WHAT NEEDS TO BE DONE —
Arrange all of the material below as a numbered list, leaving out any blank lines.

### DATA SUPPLIED ###

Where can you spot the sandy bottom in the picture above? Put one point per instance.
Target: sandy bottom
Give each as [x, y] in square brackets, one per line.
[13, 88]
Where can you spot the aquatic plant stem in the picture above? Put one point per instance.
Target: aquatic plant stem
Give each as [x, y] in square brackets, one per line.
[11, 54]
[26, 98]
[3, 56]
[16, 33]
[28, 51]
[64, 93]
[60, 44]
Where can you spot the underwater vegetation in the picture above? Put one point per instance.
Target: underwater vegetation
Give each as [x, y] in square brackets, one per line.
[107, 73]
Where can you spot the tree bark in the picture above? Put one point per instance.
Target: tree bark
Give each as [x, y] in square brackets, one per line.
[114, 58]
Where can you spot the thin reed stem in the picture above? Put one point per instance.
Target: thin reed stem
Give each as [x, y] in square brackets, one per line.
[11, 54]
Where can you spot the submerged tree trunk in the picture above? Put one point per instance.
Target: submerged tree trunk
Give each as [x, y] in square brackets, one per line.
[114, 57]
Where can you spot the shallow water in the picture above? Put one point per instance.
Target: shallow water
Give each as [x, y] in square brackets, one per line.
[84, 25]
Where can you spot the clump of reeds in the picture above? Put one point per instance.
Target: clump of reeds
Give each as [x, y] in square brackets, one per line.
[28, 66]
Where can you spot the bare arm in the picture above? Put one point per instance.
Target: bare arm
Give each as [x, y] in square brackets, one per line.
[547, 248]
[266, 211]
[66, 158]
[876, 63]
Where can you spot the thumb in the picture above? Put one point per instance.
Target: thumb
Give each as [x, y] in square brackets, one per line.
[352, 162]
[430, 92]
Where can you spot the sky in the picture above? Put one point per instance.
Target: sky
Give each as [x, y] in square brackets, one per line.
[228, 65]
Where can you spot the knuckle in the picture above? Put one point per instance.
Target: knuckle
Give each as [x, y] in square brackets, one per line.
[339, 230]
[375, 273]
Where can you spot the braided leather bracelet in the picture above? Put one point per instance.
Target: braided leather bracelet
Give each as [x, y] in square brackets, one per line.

###

SOLVED PROBLEM —
1. Where can you spot the sandy bottom in the picture above? Put one point per instance.
2. Target: sandy bottom
3. Give each as [x, y] in square brackets, one per line.
4. [13, 88]
5. Where can you spot the aquatic plant stem in the picture above? Put one point per instance.
6. Target: aquatic plant stem
7. Give each as [x, y] in square brackets, one per line.
8. [11, 54]
9. [26, 98]
10. [3, 56]
11. [16, 33]
12. [28, 51]
13. [64, 93]
14. [60, 44]
15. Where can you spot the underwater vegetation in the picture above? Put one point per instance.
16. Target: underwater vegetation
17. Give each as [x, y] in square brackets, one per line.
18. [107, 73]
19. Where can you spot the tree bark in the picture above? Put one point per instance.
20. Target: tree bark
21. Give each as [x, y] in square brackets, one per line.
22. [114, 58]
23. Where can you spot the thin reed stem in the picture above? Put one point per instance.
24. Target: thin reed stem
25. Give each as [x, y] in square brackets, one per line.
26. [11, 54]
27. Where can you spot the submerged tree trunk in the picture above? Put one point per instance.
28. Target: submerged tree trunk
29. Give each as [x, y] in square brackets, one per line.
30. [114, 57]
31. Where can you spot the shallow water in the picture above? Put one point per instance.
32. Target: shallow water
33. Give each as [x, y] in square brackets, one per line.
34. [84, 25]
35. Where can you spot the clump of reeds in the picture above? Put one point per instance.
36. Target: clump of reeds
37. Give each as [x, y] in square brackets, one per line.
38. [28, 66]
39. Where can you spot the bare arm in the picture above? Put one point per instance.
40. Target: bare arm
41. Give each as [x, y] in square brackets, one per line.
42. [547, 248]
43. [266, 211]
44. [66, 158]
45. [876, 63]
46. Where can you spot the thumb in the picture above? Put one point per instance.
47. Target: thumb
48. Give each as [x, y] in square brackets, one per line.
49. [352, 162]
50. [430, 92]
51. Where can you spot the sky in the picture above? Put one point per instance.
52. Target: sky
53. Give each as [x, y] in square brackets, one per line.
54. [228, 65]
55. Where can you spot the knuckle in the picture above? Put one point per instance.
56. Target: knuckle
57. Give each as [x, y] in square brackets, one per line.
58. [339, 230]
59. [375, 273]
60. Where can you spot the braided leather bracelet in the picture above? Put one point per instance.
61. Target: braided leather bracelet
62. Give each as [x, y] in square brackets, one per line.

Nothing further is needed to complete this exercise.